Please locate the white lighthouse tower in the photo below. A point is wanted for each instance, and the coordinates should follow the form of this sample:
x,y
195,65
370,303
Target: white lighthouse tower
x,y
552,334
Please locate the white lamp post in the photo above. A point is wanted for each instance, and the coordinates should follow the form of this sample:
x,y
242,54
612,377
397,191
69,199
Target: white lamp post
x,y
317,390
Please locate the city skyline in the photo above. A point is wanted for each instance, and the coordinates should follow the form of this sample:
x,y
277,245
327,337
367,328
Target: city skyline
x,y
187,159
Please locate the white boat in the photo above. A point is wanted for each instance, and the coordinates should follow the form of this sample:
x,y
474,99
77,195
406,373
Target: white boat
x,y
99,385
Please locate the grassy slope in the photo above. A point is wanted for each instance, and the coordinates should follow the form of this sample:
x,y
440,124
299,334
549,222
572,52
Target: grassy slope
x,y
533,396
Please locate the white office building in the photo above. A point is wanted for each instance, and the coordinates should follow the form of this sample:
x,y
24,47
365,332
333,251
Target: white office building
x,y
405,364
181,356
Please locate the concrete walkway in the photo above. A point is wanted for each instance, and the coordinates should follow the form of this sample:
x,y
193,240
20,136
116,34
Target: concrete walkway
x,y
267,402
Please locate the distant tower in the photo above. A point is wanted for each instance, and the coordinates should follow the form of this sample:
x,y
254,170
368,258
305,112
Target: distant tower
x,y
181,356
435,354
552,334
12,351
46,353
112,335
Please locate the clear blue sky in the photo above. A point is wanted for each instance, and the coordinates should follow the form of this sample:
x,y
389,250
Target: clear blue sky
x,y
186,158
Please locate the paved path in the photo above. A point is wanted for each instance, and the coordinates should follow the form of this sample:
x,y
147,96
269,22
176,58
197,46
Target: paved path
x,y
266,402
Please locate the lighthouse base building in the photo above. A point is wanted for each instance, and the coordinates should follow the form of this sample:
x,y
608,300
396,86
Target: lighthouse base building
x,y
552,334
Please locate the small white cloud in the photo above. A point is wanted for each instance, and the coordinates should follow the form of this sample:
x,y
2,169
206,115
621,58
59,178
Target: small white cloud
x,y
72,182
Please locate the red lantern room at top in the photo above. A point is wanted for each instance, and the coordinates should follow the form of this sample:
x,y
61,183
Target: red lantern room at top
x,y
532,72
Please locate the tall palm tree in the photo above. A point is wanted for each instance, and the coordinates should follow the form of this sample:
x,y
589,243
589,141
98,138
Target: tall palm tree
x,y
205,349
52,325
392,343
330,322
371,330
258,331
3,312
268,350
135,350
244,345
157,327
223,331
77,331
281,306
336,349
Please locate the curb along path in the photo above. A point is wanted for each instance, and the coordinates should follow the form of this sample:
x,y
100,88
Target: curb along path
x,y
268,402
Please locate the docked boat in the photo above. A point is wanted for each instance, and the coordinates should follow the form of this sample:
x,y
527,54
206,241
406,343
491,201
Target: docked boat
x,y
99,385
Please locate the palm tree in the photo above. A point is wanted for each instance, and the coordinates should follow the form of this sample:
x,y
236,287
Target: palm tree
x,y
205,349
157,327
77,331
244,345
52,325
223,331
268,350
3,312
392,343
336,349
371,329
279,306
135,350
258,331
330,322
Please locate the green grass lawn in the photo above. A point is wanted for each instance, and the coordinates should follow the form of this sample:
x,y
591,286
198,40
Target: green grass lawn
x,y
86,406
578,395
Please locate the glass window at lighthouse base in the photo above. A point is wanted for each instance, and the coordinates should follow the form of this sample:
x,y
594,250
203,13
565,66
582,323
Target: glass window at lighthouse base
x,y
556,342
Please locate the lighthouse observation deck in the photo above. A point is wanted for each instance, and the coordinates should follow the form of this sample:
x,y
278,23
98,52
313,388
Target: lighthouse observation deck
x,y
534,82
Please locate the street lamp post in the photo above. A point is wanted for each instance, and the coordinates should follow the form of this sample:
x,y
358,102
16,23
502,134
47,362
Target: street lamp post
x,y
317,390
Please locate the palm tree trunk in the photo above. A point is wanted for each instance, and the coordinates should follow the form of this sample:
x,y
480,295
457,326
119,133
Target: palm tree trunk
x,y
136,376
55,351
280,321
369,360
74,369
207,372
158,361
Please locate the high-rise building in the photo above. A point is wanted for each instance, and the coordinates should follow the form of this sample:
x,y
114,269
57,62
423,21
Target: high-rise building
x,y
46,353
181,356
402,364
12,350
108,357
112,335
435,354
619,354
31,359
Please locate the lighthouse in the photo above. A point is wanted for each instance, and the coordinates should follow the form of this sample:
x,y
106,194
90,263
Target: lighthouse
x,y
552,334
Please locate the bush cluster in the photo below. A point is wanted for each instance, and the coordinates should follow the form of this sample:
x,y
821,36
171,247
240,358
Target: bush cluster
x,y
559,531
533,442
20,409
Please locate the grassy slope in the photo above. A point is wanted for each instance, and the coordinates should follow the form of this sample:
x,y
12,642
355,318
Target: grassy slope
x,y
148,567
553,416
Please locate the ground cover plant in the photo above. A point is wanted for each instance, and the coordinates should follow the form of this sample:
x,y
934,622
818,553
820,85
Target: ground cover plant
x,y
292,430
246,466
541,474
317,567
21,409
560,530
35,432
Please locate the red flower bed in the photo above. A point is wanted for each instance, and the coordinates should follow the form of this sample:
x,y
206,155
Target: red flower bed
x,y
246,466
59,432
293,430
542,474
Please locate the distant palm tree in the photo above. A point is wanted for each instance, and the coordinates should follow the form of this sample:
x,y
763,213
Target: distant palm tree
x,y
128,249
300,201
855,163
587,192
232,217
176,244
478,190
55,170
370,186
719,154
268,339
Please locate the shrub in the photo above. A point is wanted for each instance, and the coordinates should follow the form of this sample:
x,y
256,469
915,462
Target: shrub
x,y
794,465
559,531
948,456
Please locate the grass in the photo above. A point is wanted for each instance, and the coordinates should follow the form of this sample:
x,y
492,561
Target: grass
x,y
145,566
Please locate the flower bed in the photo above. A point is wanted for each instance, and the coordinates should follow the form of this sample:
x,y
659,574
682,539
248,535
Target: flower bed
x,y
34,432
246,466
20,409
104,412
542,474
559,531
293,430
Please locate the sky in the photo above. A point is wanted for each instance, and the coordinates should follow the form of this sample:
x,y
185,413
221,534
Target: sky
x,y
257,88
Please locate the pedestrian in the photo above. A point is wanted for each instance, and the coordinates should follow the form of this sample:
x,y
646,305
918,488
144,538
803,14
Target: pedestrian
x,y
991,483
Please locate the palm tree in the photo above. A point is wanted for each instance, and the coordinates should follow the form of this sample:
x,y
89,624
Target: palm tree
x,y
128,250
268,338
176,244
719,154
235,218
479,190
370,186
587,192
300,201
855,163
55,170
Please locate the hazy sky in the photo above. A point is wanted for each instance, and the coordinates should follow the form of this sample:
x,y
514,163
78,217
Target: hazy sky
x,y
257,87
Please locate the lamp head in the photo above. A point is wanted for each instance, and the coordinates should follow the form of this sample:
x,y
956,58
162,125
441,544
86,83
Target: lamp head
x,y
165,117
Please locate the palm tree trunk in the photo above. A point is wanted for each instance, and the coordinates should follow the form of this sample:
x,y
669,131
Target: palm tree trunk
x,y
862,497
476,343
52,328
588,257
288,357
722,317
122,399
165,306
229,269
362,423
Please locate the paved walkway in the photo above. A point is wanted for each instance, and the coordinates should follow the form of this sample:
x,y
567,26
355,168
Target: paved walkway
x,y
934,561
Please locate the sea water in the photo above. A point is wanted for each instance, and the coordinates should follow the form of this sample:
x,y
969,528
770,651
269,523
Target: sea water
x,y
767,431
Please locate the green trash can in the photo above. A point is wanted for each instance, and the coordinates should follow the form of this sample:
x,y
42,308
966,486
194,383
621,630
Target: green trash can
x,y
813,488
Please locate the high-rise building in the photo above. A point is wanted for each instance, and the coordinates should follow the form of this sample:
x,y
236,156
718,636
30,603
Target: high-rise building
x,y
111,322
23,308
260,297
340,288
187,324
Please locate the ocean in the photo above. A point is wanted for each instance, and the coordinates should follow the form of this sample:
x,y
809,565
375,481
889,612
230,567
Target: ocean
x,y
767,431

▶ [Aim of the task] Would you output the lines from the one that contains "Please locate the sea" to the end of the data, both ends included, exactly as they appear?

▶ [Written answer]
Please locate the sea water in the photo above. A point is wanted for each instance, and the coordinates should follow the form of this sample:
x,y
969,528
770,651
269,523
Target: sea water
x,y
767,431
Please locate the green trash can in the photo above. A point is wanted for each instance, and the coordinates should follow the form of this sample:
x,y
42,308
966,486
194,383
621,630
Target: green trash can
x,y
813,488
Please locate the high-rise building in the photo above. A point is wanted for each instance, and the coordinates should follow the form of this sample:
x,y
236,156
718,636
30,603
Target: high-rise building
x,y
111,322
23,308
260,297
340,288
187,324
Please locate the ocean in the photo above. A point is wanted for each instance, and the coordinates should follow the form of this sample:
x,y
809,565
375,481
889,612
230,567
Target: ocean
x,y
767,431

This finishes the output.